* Extracted material:
________________________________________
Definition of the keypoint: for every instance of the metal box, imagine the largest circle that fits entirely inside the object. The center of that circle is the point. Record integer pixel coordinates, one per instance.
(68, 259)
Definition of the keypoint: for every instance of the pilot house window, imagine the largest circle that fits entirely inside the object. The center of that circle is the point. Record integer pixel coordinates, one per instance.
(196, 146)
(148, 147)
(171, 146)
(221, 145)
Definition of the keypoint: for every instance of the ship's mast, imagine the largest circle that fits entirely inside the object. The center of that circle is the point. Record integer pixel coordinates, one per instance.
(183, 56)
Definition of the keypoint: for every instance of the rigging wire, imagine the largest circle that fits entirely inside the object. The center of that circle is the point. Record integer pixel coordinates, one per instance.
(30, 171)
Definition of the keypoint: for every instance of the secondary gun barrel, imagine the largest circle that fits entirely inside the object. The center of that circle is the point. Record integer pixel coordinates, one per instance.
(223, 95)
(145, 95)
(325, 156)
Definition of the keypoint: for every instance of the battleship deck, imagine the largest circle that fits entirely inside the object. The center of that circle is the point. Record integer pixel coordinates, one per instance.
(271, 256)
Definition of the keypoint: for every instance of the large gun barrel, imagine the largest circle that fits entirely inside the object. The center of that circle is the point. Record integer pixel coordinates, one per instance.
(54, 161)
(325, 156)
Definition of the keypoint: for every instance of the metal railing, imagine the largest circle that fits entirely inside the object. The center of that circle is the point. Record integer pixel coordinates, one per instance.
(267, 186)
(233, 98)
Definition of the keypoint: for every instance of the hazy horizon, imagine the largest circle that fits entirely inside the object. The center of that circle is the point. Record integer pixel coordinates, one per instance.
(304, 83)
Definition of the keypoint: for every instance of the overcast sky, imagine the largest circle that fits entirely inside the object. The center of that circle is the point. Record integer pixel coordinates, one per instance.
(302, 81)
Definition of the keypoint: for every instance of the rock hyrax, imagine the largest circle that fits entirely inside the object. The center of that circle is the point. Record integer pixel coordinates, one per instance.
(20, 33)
________________________________________
* Problem to work on:
Each record above should be restated word for word.

* The reply:
Definition of the keypoint: for every instance of the metal box, imagine the largest circle that fits entirely inside the object. The center of that circle is the point. Record integer pixel coordinates, one per instance.
(68, 259)
Definition of the keypoint: for every instance of the pilot house window, imagine the largest circle that fits entirely inside the object. The center of that circle is the point. Record integer pixel coordinates, one per instance.
(196, 146)
(148, 147)
(171, 146)
(221, 145)
Definition of the keypoint: for every instance of the ship's mast, imagine the largest circle that fits entirely inside the object. The center of that circle is the point. Record integer pixel coordinates, one per instance.
(183, 56)
Definition of the keypoint: for every instance of the rigging wire, imagine the largest circle that fits entirely inside the object. The center of that circle is the point. Record integer pixel coordinates, one per instance.
(30, 171)
Definition of the keypoint: for every instance of the secondary gun barrel, imagine the largest circle that fits entirely inside the object. The center of that circle is the point. Record integer pixel coordinates, one per instance.
(223, 95)
(145, 95)
(325, 156)
Definition of the keypoint: for every instance of the battleship deck, imagine the largest circle that fits entirely inside the object. The center of that circle is the point. Record integer pixel coordinates, one per instance.
(271, 256)
Definition of the keypoint: for every instance of the large gun barrel, imagine the largest circle that fits entirely inside the object. The center of that circle is the point. Record integer pixel coordinates, one per instance.
(54, 161)
(325, 156)
Definition of the keypoint: for every instance of the metal railing, imagine the largest circle that fits entirely inside the object. The center of that circle is the point. Record integer pixel coordinates, one per instance.
(267, 186)
(233, 98)
Definition of the keypoint: for every instance of the hazy horizon, imagine the largest circle that fits entirely inside the object. The center of that circle is the point. Record integer pixel coordinates, one per instance.
(304, 83)
Definition of the keypoint: for every instance of the overcast sky, imagine the largest circle that fits entirely inside the object. The center of that circle is the point. Record integer pixel coordinates, one per instance.
(302, 81)
Definition of the keypoint: for every instance of the rock hyrax, imagine the largest circle that fits entirely inside the object. The center of that circle is the point. Record integer pixel coordinates, one per instance.
(20, 33)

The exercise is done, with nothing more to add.